**EXERCISE OBJECTIVE:** Write the following entries out again exactly, skipping each image.

==== INPUT MATERIAL ====

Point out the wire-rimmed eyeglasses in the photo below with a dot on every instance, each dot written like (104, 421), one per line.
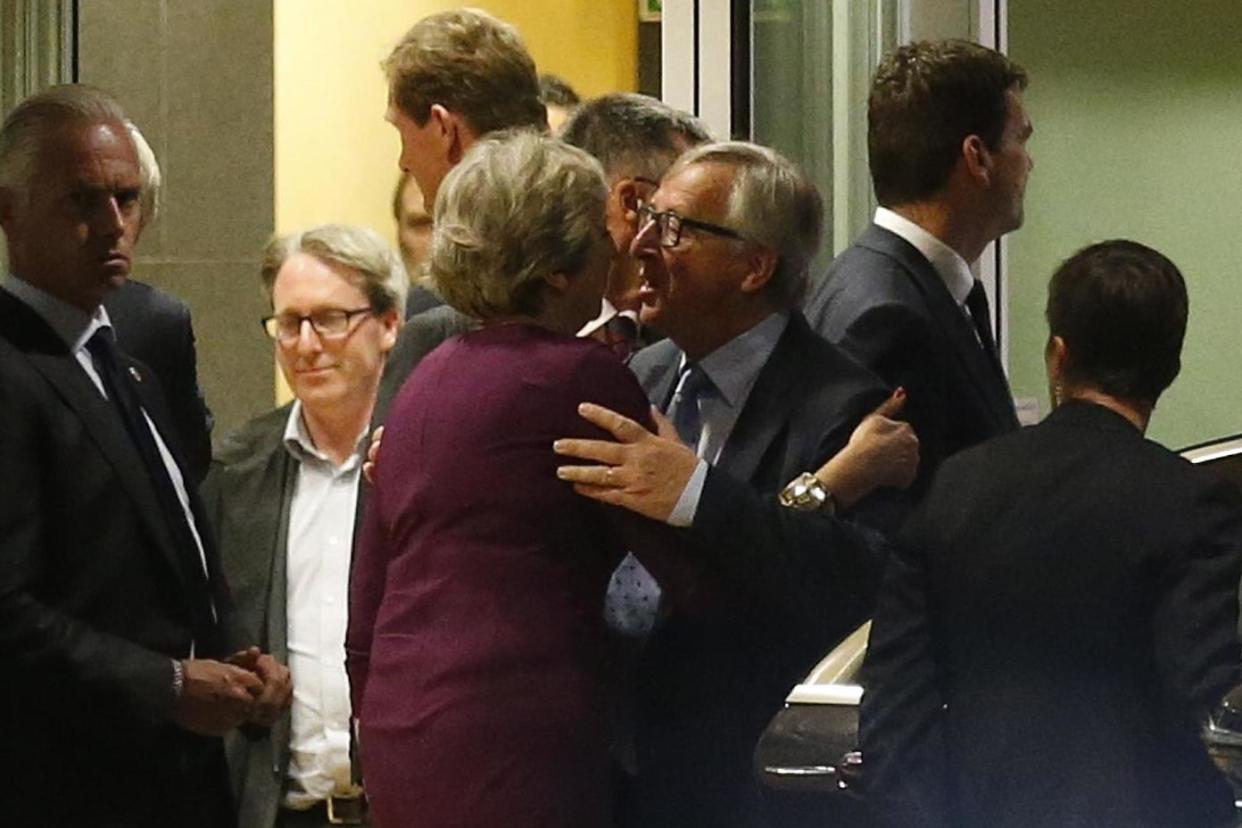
(332, 323)
(671, 224)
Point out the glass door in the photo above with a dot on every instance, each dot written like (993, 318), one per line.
(795, 75)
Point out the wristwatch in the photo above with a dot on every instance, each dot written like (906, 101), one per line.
(805, 493)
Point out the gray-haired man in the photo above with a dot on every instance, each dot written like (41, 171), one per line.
(283, 490)
(756, 399)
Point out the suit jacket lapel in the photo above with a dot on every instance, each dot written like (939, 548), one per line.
(52, 360)
(984, 369)
(764, 414)
(661, 379)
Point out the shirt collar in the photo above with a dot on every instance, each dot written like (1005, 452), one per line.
(734, 366)
(73, 325)
(299, 445)
(947, 262)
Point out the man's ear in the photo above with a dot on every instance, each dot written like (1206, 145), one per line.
(626, 194)
(558, 282)
(760, 268)
(622, 212)
(978, 159)
(391, 323)
(8, 199)
(456, 133)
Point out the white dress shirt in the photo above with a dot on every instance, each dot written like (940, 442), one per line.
(733, 369)
(947, 262)
(318, 553)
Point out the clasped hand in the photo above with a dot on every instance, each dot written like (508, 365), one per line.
(216, 697)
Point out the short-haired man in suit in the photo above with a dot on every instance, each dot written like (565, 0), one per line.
(947, 137)
(155, 328)
(283, 492)
(1060, 616)
(114, 634)
(453, 77)
(756, 399)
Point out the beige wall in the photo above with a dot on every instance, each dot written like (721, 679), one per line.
(335, 157)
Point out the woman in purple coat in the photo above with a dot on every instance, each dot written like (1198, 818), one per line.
(476, 641)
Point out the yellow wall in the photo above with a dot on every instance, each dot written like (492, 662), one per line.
(335, 155)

====

**EXPECTED OUTPUT:**
Point out the wire-rimmed eyeglasses in the photo below with a dot on every instance, each dot written like (104, 421), one per line.
(332, 323)
(671, 224)
Point out the glass door in the photo above with a dot on every instance, each dot written like (993, 318), one per line.
(795, 75)
Point out the wristwatch in the photo above with a dot on every instance, each dot written like (906, 101), one per line.
(805, 493)
Point out the gray-haired man in the photo above with a dot on every instance, each dot written like (41, 171), one per line.
(283, 490)
(756, 399)
Point out the suit jacket lapel in the photo above with a dot on every instance, each dot written like (939, 548), one per line.
(52, 360)
(984, 369)
(764, 414)
(661, 379)
Point out the shirt collar in the photo above with a dot on every instance, each dot written like (1005, 452), one per line.
(734, 366)
(73, 325)
(299, 445)
(947, 262)
Point out the man's ear in the photo above with a dot on every instance, each dot written like (1206, 145), one per line.
(626, 194)
(558, 282)
(760, 268)
(622, 212)
(978, 159)
(391, 323)
(8, 199)
(456, 133)
Point out the white dress shirt in the photo above with a dot on every instance, each dot written like (940, 442), one per line.
(733, 369)
(947, 262)
(318, 553)
Point out the clasped hand in the photo above with a dot on every instance, each dot written like (508, 365), one per line.
(216, 697)
Point out the short-haired man in suit in the photo above with a dot on every instance, each dot written like (565, 0), one per line.
(947, 137)
(155, 328)
(283, 492)
(1060, 616)
(114, 634)
(453, 77)
(756, 399)
Point out the beige wall in the photo above with a dot on every instance, each dot written like (721, 679), one per line.
(335, 157)
Point out the woman in purple coat in the photo above with a dot on every instance, each dot written like (1198, 818), one per line.
(476, 641)
Point out the yellow wall in the photo above with a dot on every instance, each dot written like (492, 662), one per line.
(335, 155)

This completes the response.